* Start *
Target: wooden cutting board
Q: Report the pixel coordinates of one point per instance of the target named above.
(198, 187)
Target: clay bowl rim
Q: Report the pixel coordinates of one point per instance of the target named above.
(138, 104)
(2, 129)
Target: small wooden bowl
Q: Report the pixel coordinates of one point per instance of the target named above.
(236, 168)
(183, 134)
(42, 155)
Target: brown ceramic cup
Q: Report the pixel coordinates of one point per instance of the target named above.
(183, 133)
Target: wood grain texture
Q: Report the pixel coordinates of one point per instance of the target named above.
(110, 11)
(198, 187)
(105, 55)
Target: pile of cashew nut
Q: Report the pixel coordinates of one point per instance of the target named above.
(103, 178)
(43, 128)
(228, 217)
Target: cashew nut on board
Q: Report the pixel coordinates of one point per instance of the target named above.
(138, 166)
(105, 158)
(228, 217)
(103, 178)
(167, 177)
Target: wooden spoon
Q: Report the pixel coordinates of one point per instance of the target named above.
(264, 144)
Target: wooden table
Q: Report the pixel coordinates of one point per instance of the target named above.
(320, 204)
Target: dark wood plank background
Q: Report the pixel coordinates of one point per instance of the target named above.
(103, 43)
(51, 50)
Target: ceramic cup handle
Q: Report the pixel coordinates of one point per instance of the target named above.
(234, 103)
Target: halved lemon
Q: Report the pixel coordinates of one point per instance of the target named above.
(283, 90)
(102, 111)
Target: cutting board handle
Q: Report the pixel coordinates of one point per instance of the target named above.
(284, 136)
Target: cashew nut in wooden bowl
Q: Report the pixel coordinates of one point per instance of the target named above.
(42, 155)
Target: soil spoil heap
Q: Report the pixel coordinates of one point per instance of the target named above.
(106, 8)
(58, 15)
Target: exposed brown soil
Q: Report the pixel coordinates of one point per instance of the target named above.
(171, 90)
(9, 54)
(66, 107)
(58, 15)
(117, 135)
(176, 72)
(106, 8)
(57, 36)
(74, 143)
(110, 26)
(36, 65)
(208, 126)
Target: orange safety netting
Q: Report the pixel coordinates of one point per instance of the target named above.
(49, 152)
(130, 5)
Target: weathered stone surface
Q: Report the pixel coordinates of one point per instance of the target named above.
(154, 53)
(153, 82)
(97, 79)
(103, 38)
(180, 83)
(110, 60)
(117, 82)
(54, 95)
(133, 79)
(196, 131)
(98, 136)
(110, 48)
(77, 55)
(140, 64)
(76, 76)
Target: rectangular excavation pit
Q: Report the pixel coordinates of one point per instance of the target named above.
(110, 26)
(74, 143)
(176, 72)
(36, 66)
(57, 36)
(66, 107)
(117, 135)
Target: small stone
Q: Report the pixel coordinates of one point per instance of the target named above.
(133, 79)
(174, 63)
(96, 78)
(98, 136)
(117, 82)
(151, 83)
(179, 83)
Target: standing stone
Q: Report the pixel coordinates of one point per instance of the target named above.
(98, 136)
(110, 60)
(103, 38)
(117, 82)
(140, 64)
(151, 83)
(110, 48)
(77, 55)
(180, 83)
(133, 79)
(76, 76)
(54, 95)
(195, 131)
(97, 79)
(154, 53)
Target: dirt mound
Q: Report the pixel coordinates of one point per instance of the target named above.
* End *
# GIVEN INSTRUCTION
Using the exact wording, write out all of the records.

# OUTPUT OF THE EXERCISE
Target: wooden cutting board
Q: Report the pixel coordinates of one point per instance of the target named above.
(198, 187)
Target: clay bowl rim
Q: Report the pixel coordinates of one point per instance of the target named above.
(138, 104)
(2, 129)
Target: small wooden bowl
Q: Report the pixel coordinates of one point per instance of the target named above.
(236, 168)
(183, 134)
(42, 155)
Target: brown ceramic cup
Q: Report the pixel coordinates of one point per instance of the target named above.
(183, 133)
Target: wood grain texture
Q: Report the pixel coordinates of one point per instance of the target named above.
(110, 11)
(198, 187)
(105, 55)
Target: pile of cashew nut
Q: Report the pixel coordinates of one point per instance of the target named above.
(103, 178)
(43, 128)
(228, 217)
Target: cashew nut on board
Q: Report the pixel coordinates of one point per instance of the target named above.
(138, 166)
(105, 158)
(228, 217)
(103, 178)
(167, 177)
Target: wooden spoon
Q: Report the pixel coordinates of one point per instance of the target named above.
(264, 144)
Target: wooden table
Q: Report the pixel coordinates of one point per instance of the target named above.
(320, 204)
Target: dark wood plank background
Q: Report the pixel coordinates of one point per instance of the target named above.
(103, 43)
(51, 50)
Target: ceramic cup handle
Q: Report the pixel coordinates of one point per instance of the target named above.
(234, 103)
Target: halved lemon
Q: Report the pixel coordinates of one point per instance of the target named above.
(283, 90)
(102, 111)
Target: cutting board handle
Q: Report the pixel coordinates of one point per instance of the target named above.
(284, 136)
Target: cashew nut in wooden bowl
Q: Report the pixel coordinates of one point per instance of the target named above.
(42, 155)
Target: soil spoil heap
Q: Report the pixel coordinates of one point per instance of the target named above.
(106, 8)
(58, 15)
Target: exposed brown soil
Q: Report the pixel coordinates of one point per instance of the target named above.
(171, 90)
(9, 54)
(66, 107)
(58, 15)
(117, 135)
(176, 72)
(106, 8)
(57, 36)
(74, 143)
(110, 26)
(36, 65)
(208, 126)
Target: orange safety netting
Q: Report the pixel coordinates of one point per instance of the target named above.
(49, 152)
(130, 5)
Target: weathered stone surface
Q: Report the pixel coordinates of one point per instance of the target named above.
(154, 53)
(153, 82)
(97, 79)
(103, 38)
(180, 83)
(110, 60)
(117, 82)
(54, 95)
(133, 79)
(196, 131)
(98, 136)
(110, 48)
(77, 55)
(140, 64)
(76, 76)
Target: rectangular excavation pit
Q: Report the pixel coordinates of one point per instance of the target named above.
(110, 26)
(74, 143)
(176, 72)
(36, 66)
(57, 36)
(66, 107)
(117, 135)
Target: small stone
Q: Report the pixel coordinates of one point per instance of the target named above.
(133, 79)
(174, 63)
(96, 78)
(98, 136)
(117, 82)
(151, 83)
(179, 83)
Target: standing stone
Q: Report the pixel coordinates of one point per instance of the target named above.
(98, 136)
(110, 60)
(103, 38)
(117, 82)
(140, 64)
(151, 83)
(110, 48)
(77, 55)
(180, 83)
(133, 79)
(76, 76)
(54, 95)
(195, 131)
(97, 79)
(154, 53)
Target: dirt mound
Q: Report the pixel coordinates of one point per instance of the target named above.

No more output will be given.